Implement an approximation to Song Jiang's CLOCK-Pro page replacement
algorithm.  The algorithm has been extended to handle multiple memory
zones and, consequently, needed some changes in the active page limit
readjustment.

TODO:
 - verify that things work as expected
 - figure out where to put new anonymous pages

More information can be found at:
 - http://www.cs.wm.edu/hpcs/WWW/HTML/publications/abs05-3.html
 - http://linux-mm.org/wiki/ClockProApproximation

Signed-off-by: Rik van Riel <[EMAIL PROTECTED]>

Index: linux-2.6.12-vm/include/linux/mmzone.h
===================================================================
--- linux-2.6.12-vm.orig/include/linux/mmzone.h
+++ linux-2.6.12-vm/include/linux/mmzone.h
@@ -143,6 +143,8 @@ struct zone {
        unsigned long           nr_inactive;
        unsigned long           pages_scanned;     /* since last reclaim */
        int                     all_unreclaimable; /* All pages pinned */
+       unsigned long           active_limit;
+       unsigned long           active_scanned;
 
        /*
         * prev_priority holds the scanning priority for this zone.  It is
Index: linux-2.6.12-vm/include/linux/swap.h
===================================================================
--- linux-2.6.12-vm.orig/include/linux/swap.h
+++ linux-2.6.12-vm/include/linux/swap.h
@@ -154,10 +154,15 @@ extern void out_of_memory(unsigned int _
 extern void swapin_readahead(swp_entry_t, unsigned long, struct vm_area_struct 
*);
 
 /* linux/mm/nonresident.c */
-extern int remember_page(struct address_space *, unsigned long);
+extern int do_remember_page(struct address_space *, unsigned long);
 extern int recently_evicted(struct address_space *, unsigned long);
 extern void init_nonresident(void);
 
+/* linux/mm/clockpro.c */
+extern void remember_page(struct page *, struct address_space *, unsigned 
long);
+extern int page_is_hot(struct page *, struct address_space *, unsigned long);
+DECLARE_PER_CPU(unsigned long, evicted_pages);
+
 /* linux/mm/page_alloc.c */
 extern unsigned long totalram_pages;
 extern unsigned long totalhigh_pages;
@@ -298,6 +303,9 @@ static inline swp_entry_t get_swap_page(
 #define remember_page(x,y)     0
 #define recently_evicted(x,y)  0
 
+/* linux/mm/clockpro.c */
+#define page_is_hot(x,y,z)     0
+
 #endif /* CONFIG_SWAP */
 #endif /* __KERNEL__*/
 #endif /* _LINUX_SWAP_H */
Index: linux-2.6.12-vm/mm/Makefile
===================================================================
--- linux-2.6.12-vm.orig/mm/Makefile
+++ linux-2.6.12-vm/mm/Makefile
@@ -13,7 +13,7 @@ obj-y                 := bootmem.o filemap.o mempool.o
                           prio_tree.o $(mmu-y)

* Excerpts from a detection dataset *

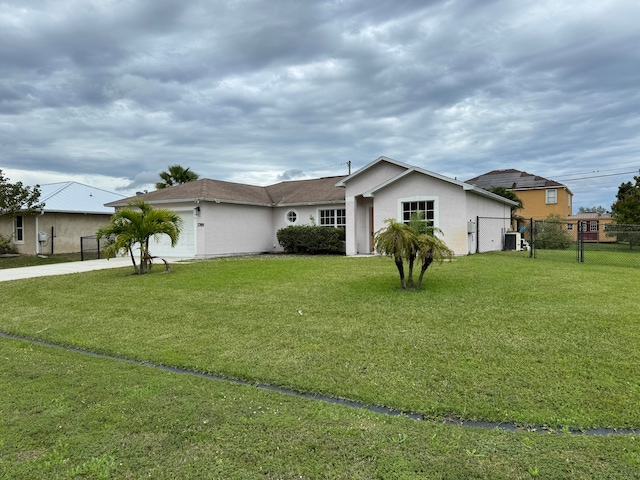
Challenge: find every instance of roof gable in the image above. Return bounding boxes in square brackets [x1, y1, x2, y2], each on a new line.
[363, 167, 517, 206]
[466, 168, 568, 190]
[40, 182, 124, 214]
[336, 156, 413, 187]
[109, 177, 344, 206]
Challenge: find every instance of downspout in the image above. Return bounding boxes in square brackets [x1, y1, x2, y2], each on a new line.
[36, 210, 44, 255]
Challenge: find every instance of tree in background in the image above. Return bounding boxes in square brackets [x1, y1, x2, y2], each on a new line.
[535, 213, 573, 250]
[0, 170, 44, 254]
[156, 165, 200, 190]
[374, 212, 453, 290]
[96, 200, 182, 275]
[0, 170, 44, 217]
[611, 176, 640, 225]
[607, 176, 640, 246]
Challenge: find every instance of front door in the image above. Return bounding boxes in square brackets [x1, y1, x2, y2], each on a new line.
[369, 207, 376, 252]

* AIM 1 *
Edit the passage of the CLOCK-Pro patch starting at "Implement an approximation" and ending at "readjustment." so that "readjustment" becomes "recalculation", and write out the edited passage.
* AIM 2 *
Pick up the CLOCK-Pro patch after its last line and continue it.

* WRITTEN REPLY 1 *
Implement an approximation to Song Jiang's CLOCK-Pro page replacement
algorithm.  The algorithm has been extended to handle multiple memory
zones and, consequently, needed some changes in the active page limit
recalculation.

* WRITTEN REPLY 2 *
 obj-$(CONFIG_SWAP)     += page_io.o swap_state.o swapfile.o thrash.o \
-                          nonresident.o
+                          nonresident.o clockpro.o
 obj-$(CONFIG_HUGETLBFS)        += hugetlb.o
 obj-$(CONFIG_NUMA)     += mempolicy.o
 obj-$(CONFIG_SHMEM) += shmem.o
Index: linux-2.6.12-vm/mm/clockpro.c
===================================================================
--- /dev/null
+++ linux-2.6.12-vm/mm/clockpro.c
@@ -0,0 +1,102 @@
+/*
+ * mm/clockpro.c
+ * (C) 2005 Red Hat, Inc
+ * Written by Rik van Riel <[EMAIL PROTECTED]>
+ * Released under the GPL, see the file COPYING for details.
+ *
+ * Helper functions to implement CLOCK-Pro page replacement policy.
+ * For details see: http://linux-mm.org/wiki/AdvancedPageReplacement
+ */
+#include <linux/mm.h>
+#include <linux/mmzone.h>
+#include <linux/swap.h>
+
+DEFINE_PER_CPU(unsigned long, evicted_pages);
+static unsigned long get_evicted(void)
+{
+       unsigned long total = 0;
+       int cpu;
+
+       for (cpu = first_cpu(cpu_online_map); cpu < NR_CPUS; cpu++)
+               total += per_cpu(evicted_pages, cpu);
+
+       return total;
+}
+
+static unsigned long estimate_pageable_memory(void)
+{
+       static unsigned long next_check;
+       static unsigned long total;
+       unsigned long active, inactive, free;
+
+       if (time_after(jiffies, next_check)) {
+               get_zone_counts(&active, &inactive, &free);
+               total = active + inactive + free;
+               next_check = jiffies + HZ/10;
+       }
+
+       return total;
+}
+
+static void decay_clockpro_variables(void)
+{
+       struct zone * zone;
+       int cpu;
+
+       for (cpu = first_cpu(cpu_online_map); cpu < NR_CPUS; cpu++)
+               per_cpu(evicted_pages, cpu) /= 2;
+
+       for_each_zone(zone)
+               zone->active_scanned /= 2;
+}
+
+int page_is_hot(struct page * page, struct address_space * mapping,
+               unsigned long index)
+{
+       unsigned long long distance;
+       unsigned long long evicted;
+       int refault_distance;
+       struct zone *zone;
+
+       /* Was the page recently evicted ? */
+       refault_distance = recently_evicted(mapping, index);
+       if (refault_distance < 0)
+               return 0;
+
+       distance = estimate_pageable_memory() + refault_distance;
+       evicted = get_evicted();
+       zone = page_zone(page);
+
+       /* Only consider recent history for the calculation below. */
+       if (unlikely(evicted > distance))
+               decay_clockpro_variables();
+
+       /*
+        * Estimate whether the inter-reference distance of the tested
+        * page is smaller than the inter-reference distance of the
+        * oldest page on the active list.
+        *
+        *  distance        zone->nr_active
+        * ---------- <  ----------------------
+        *  evicted       zone->active_scanned
+        */
+       if (distance * zone->active_scanned < evicted * zone->nr_active) {
+               if (zone->active_limit > zone->present_pages / 8)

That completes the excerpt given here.